=== Data for this task ===
<<<<

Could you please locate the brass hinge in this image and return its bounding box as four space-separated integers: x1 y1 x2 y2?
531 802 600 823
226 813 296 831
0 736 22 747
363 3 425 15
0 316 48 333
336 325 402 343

>>>>
<<<<

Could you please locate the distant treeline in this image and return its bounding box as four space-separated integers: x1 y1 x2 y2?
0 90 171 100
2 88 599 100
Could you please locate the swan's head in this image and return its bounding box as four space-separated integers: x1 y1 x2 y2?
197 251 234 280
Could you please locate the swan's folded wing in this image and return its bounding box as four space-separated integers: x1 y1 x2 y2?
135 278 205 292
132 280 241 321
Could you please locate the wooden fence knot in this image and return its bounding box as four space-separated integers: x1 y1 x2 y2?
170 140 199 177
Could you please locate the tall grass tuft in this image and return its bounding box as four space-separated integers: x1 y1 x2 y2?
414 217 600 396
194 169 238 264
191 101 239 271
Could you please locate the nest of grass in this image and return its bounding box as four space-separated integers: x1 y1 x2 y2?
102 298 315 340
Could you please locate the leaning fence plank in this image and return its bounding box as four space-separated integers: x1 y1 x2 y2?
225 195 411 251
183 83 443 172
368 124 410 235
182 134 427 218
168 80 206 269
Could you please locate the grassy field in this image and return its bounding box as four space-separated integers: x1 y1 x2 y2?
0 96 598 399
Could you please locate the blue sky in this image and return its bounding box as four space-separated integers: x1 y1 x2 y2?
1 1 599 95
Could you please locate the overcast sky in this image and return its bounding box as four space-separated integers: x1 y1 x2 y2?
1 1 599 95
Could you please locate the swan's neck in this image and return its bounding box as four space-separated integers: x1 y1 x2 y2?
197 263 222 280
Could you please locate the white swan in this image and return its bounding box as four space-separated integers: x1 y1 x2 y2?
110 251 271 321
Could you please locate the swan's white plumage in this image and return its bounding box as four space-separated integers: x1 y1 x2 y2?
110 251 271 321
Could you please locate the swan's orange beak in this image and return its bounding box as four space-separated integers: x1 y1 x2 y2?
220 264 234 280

>>>>
<<<<

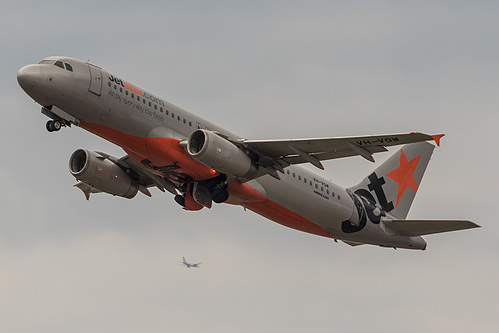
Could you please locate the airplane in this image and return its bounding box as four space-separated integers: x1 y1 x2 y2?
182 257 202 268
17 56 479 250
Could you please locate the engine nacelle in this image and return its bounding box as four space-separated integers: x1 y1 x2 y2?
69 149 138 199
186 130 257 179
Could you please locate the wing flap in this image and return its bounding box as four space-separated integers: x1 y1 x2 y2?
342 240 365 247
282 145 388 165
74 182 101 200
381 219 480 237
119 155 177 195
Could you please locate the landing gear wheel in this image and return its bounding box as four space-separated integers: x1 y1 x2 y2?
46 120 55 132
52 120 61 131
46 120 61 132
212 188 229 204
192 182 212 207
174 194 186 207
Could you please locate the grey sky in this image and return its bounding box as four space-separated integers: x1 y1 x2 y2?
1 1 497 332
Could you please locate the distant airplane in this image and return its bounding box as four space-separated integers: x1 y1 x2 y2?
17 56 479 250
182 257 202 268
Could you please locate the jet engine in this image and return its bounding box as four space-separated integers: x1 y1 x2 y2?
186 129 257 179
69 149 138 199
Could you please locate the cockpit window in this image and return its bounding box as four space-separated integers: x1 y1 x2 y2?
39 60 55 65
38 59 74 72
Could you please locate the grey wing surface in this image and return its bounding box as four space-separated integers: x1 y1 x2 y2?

>>>>

=== Problem requirements ===
Taking the entries above, print exactly the lines starting at the line with "Could you please locate the grey sky" and ending at the line with "Could you please locate the grey wing", both included.

=== Answer section ===
Could you please locate the grey sky in this image and return its bounding box as four space-separated integers: x1 y1 x2 y2?
1 1 497 332
Could you please locate the distant airplane in this image and return its bounding box as four space-separated integers: x1 y1 x2 y2?
17 56 479 250
182 257 202 268
Could you please locate the jet engine in this image and return its bounding box as four space-separated integers: x1 y1 x2 y2?
186 129 257 179
69 149 138 199
Could you please locate the cockpit window in this image and return its bounding box as four space-separated integers: x1 y1 x2 y2?
39 60 55 65
38 59 74 72
Could you please locate the grey wing surface in this image and return its bounding box as four space-separated integers: x1 y1 x2 y2?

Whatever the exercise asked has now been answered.